Video: Jay-Z (implicitly) saluted Ratner as a fellow hustler, likened NBA teams to "paintings for billionaires"

Jay-Z, in an 11/15/10 appearance on the on Howard Stern Show keyed to the release of his book Decoded, offered some illuminating yet strategic observations.

He implicitly saluted business partner Bruce Ratner is a fellow "hustler," described himself as having been an "incredible" crack dealer, claimed he wasn't intimidated by the suits, and likened NBA teams--money-losing then but not now--to "paintings for billionaires."

What's a hustler?

Howard Stern: A hustler means a guy who ends up... he can figure them out--

Sidekick Robin Givens: A master manipulator...



Shawn Carter (aka Jay-Z): That's part of it... a hustler is anybody--you can be a hustler--a hustler is anybody who gets up every single day and figures out how to make good for themselves in this society...

RG: Without the usual...

SC: A hustler is anyone who has the drive to make something happen for himself... 

That would surely encompass developer Bruce Ratner and partner Mikhail Prokhorov.

- WHAT IS ASKED
Condense the paragraph of the Jay-Z interview excerpt that begins "He implicitly saluted" into a bulleted list that keeps its main facts. The lines after this point come from a separate source.

- INFORMATION SHOWN

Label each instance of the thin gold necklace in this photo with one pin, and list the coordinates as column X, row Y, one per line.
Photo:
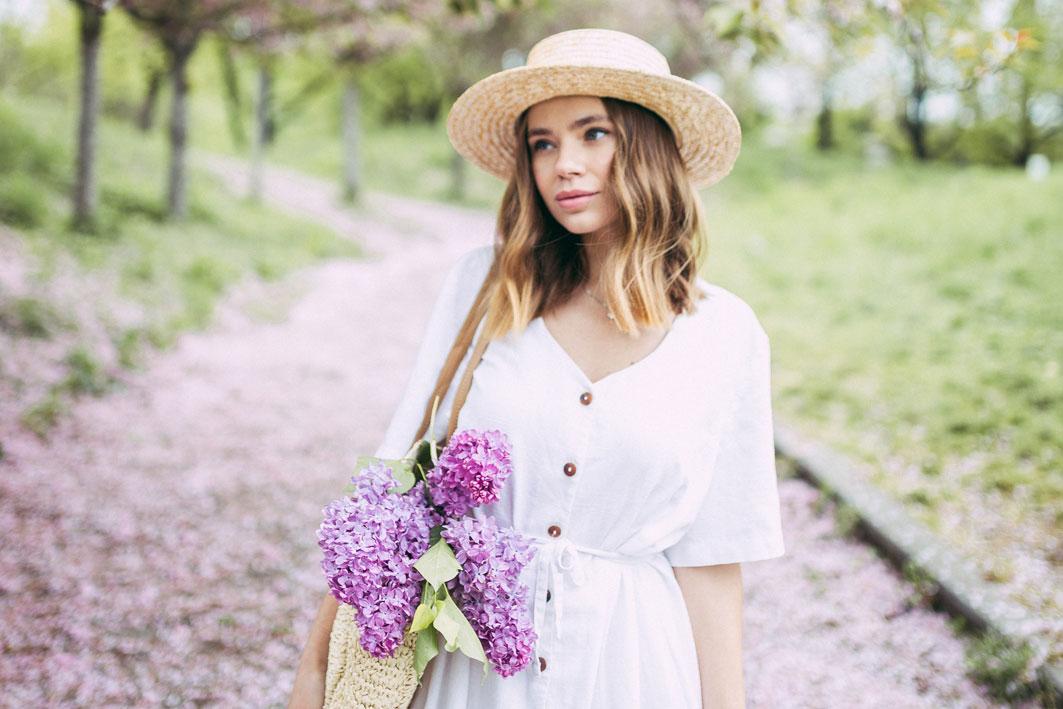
column 608, row 310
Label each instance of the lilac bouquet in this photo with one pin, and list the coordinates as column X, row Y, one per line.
column 401, row 551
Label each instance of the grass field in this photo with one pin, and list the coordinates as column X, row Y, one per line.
column 93, row 301
column 913, row 311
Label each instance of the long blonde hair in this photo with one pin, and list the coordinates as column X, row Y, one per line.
column 653, row 269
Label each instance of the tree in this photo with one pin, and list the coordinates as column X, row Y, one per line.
column 942, row 51
column 90, row 14
column 1039, row 74
column 180, row 26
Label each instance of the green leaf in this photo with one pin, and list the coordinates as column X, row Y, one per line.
column 432, row 433
column 456, row 629
column 425, row 647
column 423, row 617
column 438, row 564
column 401, row 468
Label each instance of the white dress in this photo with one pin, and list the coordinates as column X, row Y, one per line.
column 673, row 467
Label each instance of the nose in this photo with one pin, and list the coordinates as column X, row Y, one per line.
column 570, row 159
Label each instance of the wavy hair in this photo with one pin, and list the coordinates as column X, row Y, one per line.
column 661, row 242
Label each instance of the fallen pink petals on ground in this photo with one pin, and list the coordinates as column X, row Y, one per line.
column 159, row 550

- FULL RESPONSE
- Implicitly praised business partner Bruce Ratner as a fellow "hustler"
- Described himself as having been an "incredible" crack dealer
- Said he wasn't intimidated by the suits
- Compared NBA teams, which were losing money then but not now, to "paintings for billionaires"